Written exercise a:
In the blog post on halogen lighting, which brand made the light?
--- begin Passage provided ---
Saturday, October 25, 2008

Amateur studio Lighting for card & scrapbooking Digital photography (cheap & easy halogens)

A little more about my lighting for those of you who are interested:

I had researched lighting for digital photography and read that halogen lights are an affordable alternative to pricey lighting. I'm experimenting with it and my opinion so far is that the light quality is much better than what I had, but maybe because of the brand I have my set up needs tweaking.

I guess the main question is 'Would I buy a work light again?' Absolutely. It may need a little tweaking and care for safety, but IMHO it is very worth it.

If you're seriously into setting up the perfect light, then this is not the place to be (I am no pro lol) ;o)

My particular light is made by Globe.
It has 1000W (two 500watt halogen bulbs) & it looks like this:

but the handles on the lights look like this:
...and it comes with metal cages (which I had to leave off because they created shadows.) I am thinking that I might exchange it for another brand because the light is not as steady as I'd like (it seems to have bands of light where it is stronger & weaker.) Not sure if that's just this particular brand or even the bulbs that came with it.
--- end Passage provided ---
--- begin Records to use ---
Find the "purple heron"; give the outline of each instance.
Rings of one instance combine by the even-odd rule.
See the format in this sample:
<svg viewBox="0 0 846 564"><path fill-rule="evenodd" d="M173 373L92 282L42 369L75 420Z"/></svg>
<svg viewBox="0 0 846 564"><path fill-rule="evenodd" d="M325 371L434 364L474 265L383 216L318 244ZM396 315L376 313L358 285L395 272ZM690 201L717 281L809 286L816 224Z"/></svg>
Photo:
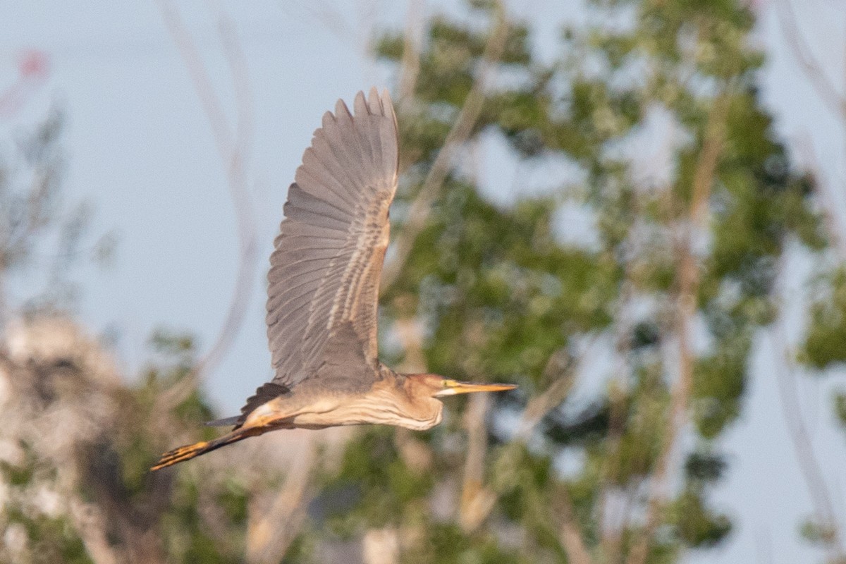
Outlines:
<svg viewBox="0 0 846 564"><path fill-rule="evenodd" d="M435 374L398 374L376 356L379 277L397 189L397 118L387 91L355 96L305 150L288 189L267 275L267 338L276 375L217 439L180 446L151 469L278 429L383 424L424 430L444 396L511 390Z"/></svg>

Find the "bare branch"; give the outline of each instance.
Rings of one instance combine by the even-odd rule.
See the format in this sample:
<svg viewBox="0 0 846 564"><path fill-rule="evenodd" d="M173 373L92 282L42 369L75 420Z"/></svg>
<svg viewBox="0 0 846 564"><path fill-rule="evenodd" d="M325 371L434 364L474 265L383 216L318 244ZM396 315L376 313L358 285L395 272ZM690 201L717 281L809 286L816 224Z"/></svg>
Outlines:
<svg viewBox="0 0 846 564"><path fill-rule="evenodd" d="M405 18L403 59L399 63L399 103L406 104L415 93L420 69L420 42L423 0L410 0Z"/></svg>
<svg viewBox="0 0 846 564"><path fill-rule="evenodd" d="M783 260L777 281L780 279L783 281L784 275L784 261ZM777 282L777 285L779 285ZM785 297L782 296L781 298L784 301ZM790 441L793 444L794 452L796 454L802 478L805 479L808 493L810 495L817 523L826 528L828 534L824 539L824 542L829 552L829 561L841 561L846 558L846 551L843 550L843 539L839 533L841 530L840 523L838 523L834 504L832 502L832 494L822 473L822 466L814 451L810 433L808 431L805 424L805 418L802 416L802 408L799 402L799 392L796 386L796 365L790 353L792 349L788 342L787 331L784 327L785 321L785 316L779 315L770 331L773 348L782 352L784 361L783 365L776 363L777 364L776 378L778 381L778 396L781 399L782 414L784 416L784 422L789 431Z"/></svg>
<svg viewBox="0 0 846 564"><path fill-rule="evenodd" d="M814 140L811 136L805 133L796 145L802 160L808 163L814 175L814 191L822 204L820 207L826 223L826 230L840 255L840 260L846 260L846 226L843 225L843 214L838 213L838 209L842 211L842 206L838 205L837 189L832 186L816 158Z"/></svg>
<svg viewBox="0 0 846 564"><path fill-rule="evenodd" d="M475 530L491 512L497 496L484 486L485 453L487 451L487 394L475 394L464 413L467 429L467 459L461 486L459 523L465 533Z"/></svg>
<svg viewBox="0 0 846 564"><path fill-rule="evenodd" d="M799 25L796 23L796 14L794 12L790 0L780 0L777 3L778 23L781 25L784 37L790 46L790 52L799 63L805 75L808 77L814 90L829 108L846 120L846 97L838 91L828 77L826 76L822 65L814 57L808 44L805 41Z"/></svg>
<svg viewBox="0 0 846 564"><path fill-rule="evenodd" d="M237 104L237 121L233 134L219 97L202 63L196 46L191 40L184 22L170 0L157 0L162 16L173 36L194 82L197 95L212 126L212 131L222 161L225 163L229 192L238 220L239 266L226 317L208 352L197 363L192 373L162 395L160 406L172 408L181 402L196 386L197 381L219 364L232 347L243 325L252 290L256 264L256 244L251 205L246 186L246 162L249 161L253 138L253 105L246 58L240 47L231 19L217 6L218 30L223 53L232 73Z"/></svg>

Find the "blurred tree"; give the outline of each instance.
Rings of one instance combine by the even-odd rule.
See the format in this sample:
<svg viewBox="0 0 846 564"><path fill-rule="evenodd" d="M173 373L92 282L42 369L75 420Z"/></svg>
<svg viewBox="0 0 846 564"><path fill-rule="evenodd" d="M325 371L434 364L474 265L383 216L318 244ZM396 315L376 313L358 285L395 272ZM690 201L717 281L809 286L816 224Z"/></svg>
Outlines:
<svg viewBox="0 0 846 564"><path fill-rule="evenodd" d="M63 123L51 109L0 162L0 326L22 313L72 307L74 268L112 256L113 233L91 241L90 206L69 205L59 189Z"/></svg>
<svg viewBox="0 0 846 564"><path fill-rule="evenodd" d="M707 502L726 470L718 439L739 413L752 337L776 315L787 242L824 244L810 183L758 101L744 3L587 10L598 23L565 29L550 63L496 3L432 18L420 46L376 42L404 89L382 309L401 346L383 351L521 388L422 436L365 431L324 476L323 513L293 561L319 540L376 538L409 562L640 564L730 530ZM496 135L519 170L578 172L497 207L472 170ZM574 243L562 204L590 226ZM602 391L562 403L596 364L609 367L591 372Z"/></svg>
<svg viewBox="0 0 846 564"><path fill-rule="evenodd" d="M811 185L758 101L744 3L585 9L594 23L565 28L552 61L480 0L426 20L420 45L375 42L402 137L383 356L519 390L454 398L423 434L359 430L335 463L323 449L287 476L236 446L150 474L164 447L212 432L196 430L212 413L191 339L155 336L127 384L72 324L22 323L0 348L0 560L641 564L723 539L718 441L787 242L824 244ZM538 172L552 189L486 199L475 156L493 139L521 194ZM9 233L41 216L22 194L2 208ZM23 233L0 233L0 274L41 244ZM842 321L833 303L813 314L822 333ZM819 365L826 338L808 347ZM162 399L185 381L187 399Z"/></svg>

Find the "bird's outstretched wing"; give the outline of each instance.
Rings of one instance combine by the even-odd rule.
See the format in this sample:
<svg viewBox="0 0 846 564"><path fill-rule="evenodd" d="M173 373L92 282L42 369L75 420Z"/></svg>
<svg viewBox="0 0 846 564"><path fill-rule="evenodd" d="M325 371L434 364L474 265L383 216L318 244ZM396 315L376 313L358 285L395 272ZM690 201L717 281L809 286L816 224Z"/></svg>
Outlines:
<svg viewBox="0 0 846 564"><path fill-rule="evenodd" d="M380 96L372 89L369 99L359 92L354 110L339 100L334 114L324 114L288 189L270 259L272 381L286 388L318 370L333 339L360 348L349 358L376 367L379 277L397 189L397 119L387 90Z"/></svg>

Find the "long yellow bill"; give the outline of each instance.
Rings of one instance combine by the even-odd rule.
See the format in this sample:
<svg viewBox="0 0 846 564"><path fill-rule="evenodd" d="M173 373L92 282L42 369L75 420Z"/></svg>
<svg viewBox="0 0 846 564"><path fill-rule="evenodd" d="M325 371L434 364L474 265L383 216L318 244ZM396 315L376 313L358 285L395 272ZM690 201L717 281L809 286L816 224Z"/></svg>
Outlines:
<svg viewBox="0 0 846 564"><path fill-rule="evenodd" d="M436 397L466 394L471 392L504 392L517 387L516 384L474 384L473 382L460 382L457 380L445 380L443 386L443 390L435 394Z"/></svg>

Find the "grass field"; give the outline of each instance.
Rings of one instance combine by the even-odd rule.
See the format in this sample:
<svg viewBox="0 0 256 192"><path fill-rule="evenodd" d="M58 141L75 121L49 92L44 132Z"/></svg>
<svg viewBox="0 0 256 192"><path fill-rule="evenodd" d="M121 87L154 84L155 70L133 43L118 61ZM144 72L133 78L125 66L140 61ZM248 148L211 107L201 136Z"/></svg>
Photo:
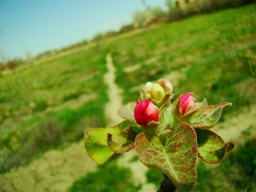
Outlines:
<svg viewBox="0 0 256 192"><path fill-rule="evenodd" d="M94 45L63 53L0 77L0 173L27 165L48 150L63 150L82 139L86 128L108 124L104 75L109 52L123 104L138 98L147 81L160 78L171 81L177 95L189 91L209 104L232 102L222 121L256 104L255 3L104 39L101 47L101 52ZM251 127L244 133L247 141L233 141L237 149L216 168L199 162L195 191L256 190L250 131L255 121ZM112 168L116 165L107 167L110 177ZM123 170L126 177L129 170ZM98 174L103 172L99 168ZM97 173L90 174L73 189L79 191L79 182L93 182L86 178L97 180ZM154 175L148 173L148 182ZM131 183L127 181L131 190L139 188Z"/></svg>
--- end Records to use ---
Written exercise b:
Give the number of lines in the records that contain the string "Find".

Task solution a:
Globe

Task solution b:
6